**PAGE EXCERPT**
Whilst the private agreement when it was made may have been an industrial matter for the purposes of the Act, once Mr Chugg ceased to be an employee, on his own initiative - there was no dismissal - the relationship between Mr Chugg and the Commissioner of Police lost its industrial character. There was no longer the employer-employee relationship necessary to give the dispute the character of an industrial dispute. The Association is not seeking the restoration of the employer-employee relationship; it is seeking only the payment of monies said to be owing to Mr Chugg by virtue of a private agreement entered into between Mr Chugg and the Commissioner when Mr Chugg was an employee.

In consideration of this matter, the Reasons for Judgment of Zeeman J. in New Town Timber & Hardware Pty Ltd v. Anthony John Gurr and Robert Gozzi1 appear germane. Zeeman J., although discussing a somewhat different definition of "industrial dispute", said at page 12 of his Reasons:

"Paragraph (a) of the definition of `Industrial dispute' ought to be read as containing an implied requirement that the dispute have some industrial character before a dispute which literally falls within it does fall within it."

**GOALS**
1) In the legal excerpt, at which page of his Reasons did Zeeman J. make the quoted statement?
2) Express the listing as a numbered list, beginning with its first line and ending after the line that has "Target: church spire". Omit the picture and any blank lines.
The legal excerpt and the listing come from separate sources.

(Listing from a collection)
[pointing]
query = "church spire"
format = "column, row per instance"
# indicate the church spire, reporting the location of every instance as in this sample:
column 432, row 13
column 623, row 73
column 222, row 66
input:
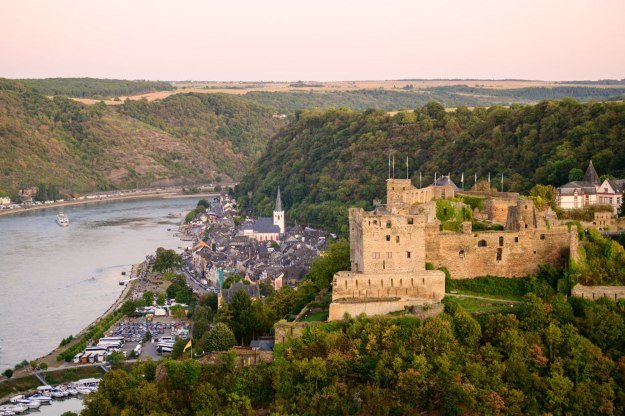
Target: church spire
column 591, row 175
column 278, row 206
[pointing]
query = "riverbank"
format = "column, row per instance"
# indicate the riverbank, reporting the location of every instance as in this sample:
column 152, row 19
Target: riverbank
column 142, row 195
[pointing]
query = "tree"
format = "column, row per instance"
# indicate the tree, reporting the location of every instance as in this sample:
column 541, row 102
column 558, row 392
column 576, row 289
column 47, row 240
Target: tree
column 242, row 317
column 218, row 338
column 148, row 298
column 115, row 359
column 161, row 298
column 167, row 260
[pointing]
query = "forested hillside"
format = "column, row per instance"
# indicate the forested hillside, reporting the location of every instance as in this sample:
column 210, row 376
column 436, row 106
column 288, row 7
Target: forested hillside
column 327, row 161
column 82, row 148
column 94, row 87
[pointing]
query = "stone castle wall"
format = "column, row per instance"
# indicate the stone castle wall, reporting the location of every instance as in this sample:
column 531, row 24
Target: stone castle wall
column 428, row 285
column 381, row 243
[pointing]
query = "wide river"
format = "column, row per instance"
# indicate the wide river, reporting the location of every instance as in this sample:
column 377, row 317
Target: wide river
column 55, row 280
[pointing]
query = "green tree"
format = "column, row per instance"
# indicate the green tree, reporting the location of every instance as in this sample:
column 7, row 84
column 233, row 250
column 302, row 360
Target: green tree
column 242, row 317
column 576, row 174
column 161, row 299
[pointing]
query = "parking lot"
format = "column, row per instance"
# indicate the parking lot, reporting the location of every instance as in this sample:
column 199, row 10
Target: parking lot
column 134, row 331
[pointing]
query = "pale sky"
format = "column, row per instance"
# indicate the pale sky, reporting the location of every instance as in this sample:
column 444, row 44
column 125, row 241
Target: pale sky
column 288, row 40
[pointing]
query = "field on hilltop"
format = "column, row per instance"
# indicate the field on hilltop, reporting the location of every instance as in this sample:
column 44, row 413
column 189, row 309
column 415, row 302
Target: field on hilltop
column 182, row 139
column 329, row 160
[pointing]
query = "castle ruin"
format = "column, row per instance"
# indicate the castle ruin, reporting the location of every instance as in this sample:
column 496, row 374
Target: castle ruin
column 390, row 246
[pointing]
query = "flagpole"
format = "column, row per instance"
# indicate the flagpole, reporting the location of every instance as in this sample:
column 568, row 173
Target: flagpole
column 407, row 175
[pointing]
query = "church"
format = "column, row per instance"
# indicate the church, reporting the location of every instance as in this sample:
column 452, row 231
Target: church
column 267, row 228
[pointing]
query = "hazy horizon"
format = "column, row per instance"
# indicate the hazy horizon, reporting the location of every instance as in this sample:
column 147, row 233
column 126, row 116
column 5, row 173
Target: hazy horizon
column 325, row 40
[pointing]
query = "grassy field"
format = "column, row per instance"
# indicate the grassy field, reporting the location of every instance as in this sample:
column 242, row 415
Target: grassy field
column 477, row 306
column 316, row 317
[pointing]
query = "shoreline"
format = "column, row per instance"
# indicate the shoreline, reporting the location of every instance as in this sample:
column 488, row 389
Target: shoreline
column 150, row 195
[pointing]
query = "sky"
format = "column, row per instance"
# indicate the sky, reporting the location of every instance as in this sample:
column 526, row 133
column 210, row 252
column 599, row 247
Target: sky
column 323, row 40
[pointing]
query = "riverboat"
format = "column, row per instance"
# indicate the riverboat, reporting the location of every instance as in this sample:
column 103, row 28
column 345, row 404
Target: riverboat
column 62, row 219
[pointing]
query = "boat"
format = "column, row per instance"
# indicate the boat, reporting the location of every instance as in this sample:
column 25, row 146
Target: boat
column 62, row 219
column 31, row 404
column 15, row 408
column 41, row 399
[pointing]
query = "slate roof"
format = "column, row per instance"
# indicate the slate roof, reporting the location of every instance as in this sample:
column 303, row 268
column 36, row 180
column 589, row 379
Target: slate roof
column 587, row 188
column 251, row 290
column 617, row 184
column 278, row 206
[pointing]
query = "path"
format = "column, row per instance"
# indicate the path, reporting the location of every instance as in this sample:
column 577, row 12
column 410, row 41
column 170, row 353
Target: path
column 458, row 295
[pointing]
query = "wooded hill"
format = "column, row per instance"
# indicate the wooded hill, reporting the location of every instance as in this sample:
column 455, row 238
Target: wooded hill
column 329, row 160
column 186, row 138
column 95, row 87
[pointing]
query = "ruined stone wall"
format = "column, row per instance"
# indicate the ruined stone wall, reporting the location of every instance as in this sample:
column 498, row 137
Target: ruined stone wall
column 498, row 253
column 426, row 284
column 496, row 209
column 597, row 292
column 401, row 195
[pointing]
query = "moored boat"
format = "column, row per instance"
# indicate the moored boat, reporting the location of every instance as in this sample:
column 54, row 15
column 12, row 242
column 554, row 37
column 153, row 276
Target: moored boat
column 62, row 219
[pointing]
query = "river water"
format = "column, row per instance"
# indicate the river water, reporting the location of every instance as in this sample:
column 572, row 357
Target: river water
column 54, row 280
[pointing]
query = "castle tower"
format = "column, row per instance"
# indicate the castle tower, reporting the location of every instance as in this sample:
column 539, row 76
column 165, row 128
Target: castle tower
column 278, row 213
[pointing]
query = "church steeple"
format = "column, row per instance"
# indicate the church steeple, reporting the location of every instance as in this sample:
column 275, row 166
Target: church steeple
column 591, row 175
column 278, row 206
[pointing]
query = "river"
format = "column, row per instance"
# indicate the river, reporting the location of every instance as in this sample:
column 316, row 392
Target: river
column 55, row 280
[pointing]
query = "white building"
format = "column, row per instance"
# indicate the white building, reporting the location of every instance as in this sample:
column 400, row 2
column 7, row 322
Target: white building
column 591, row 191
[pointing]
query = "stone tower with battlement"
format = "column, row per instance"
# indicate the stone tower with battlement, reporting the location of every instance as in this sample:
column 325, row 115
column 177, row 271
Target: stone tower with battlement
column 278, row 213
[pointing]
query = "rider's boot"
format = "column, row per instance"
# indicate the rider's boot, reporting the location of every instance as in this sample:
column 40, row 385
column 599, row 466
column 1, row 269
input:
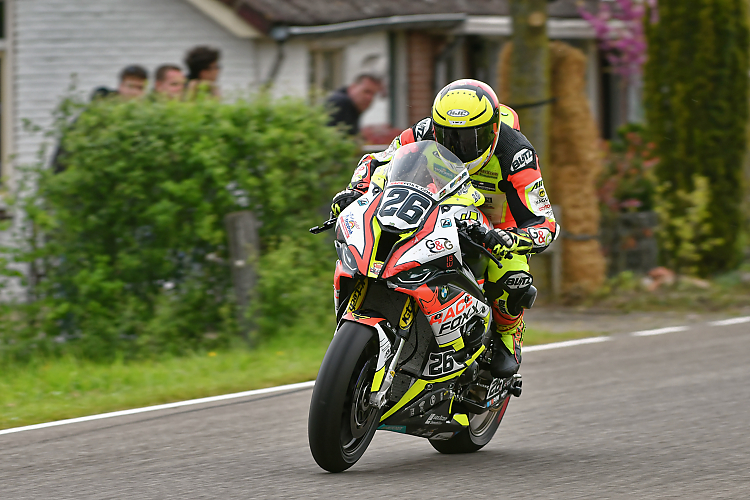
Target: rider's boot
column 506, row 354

**SOLUTIONS FOR EACH TASK**
1) Page 12.

2)
1. [pointing]
2. query = "church spire"
3. format = "column, row per instance"
4. # indicate the church spire, reporting the location of every instance as in this sample:
5. column 432, row 13
6. column 623, row 73
7. column 222, row 66
8. input:
9. Target: church spire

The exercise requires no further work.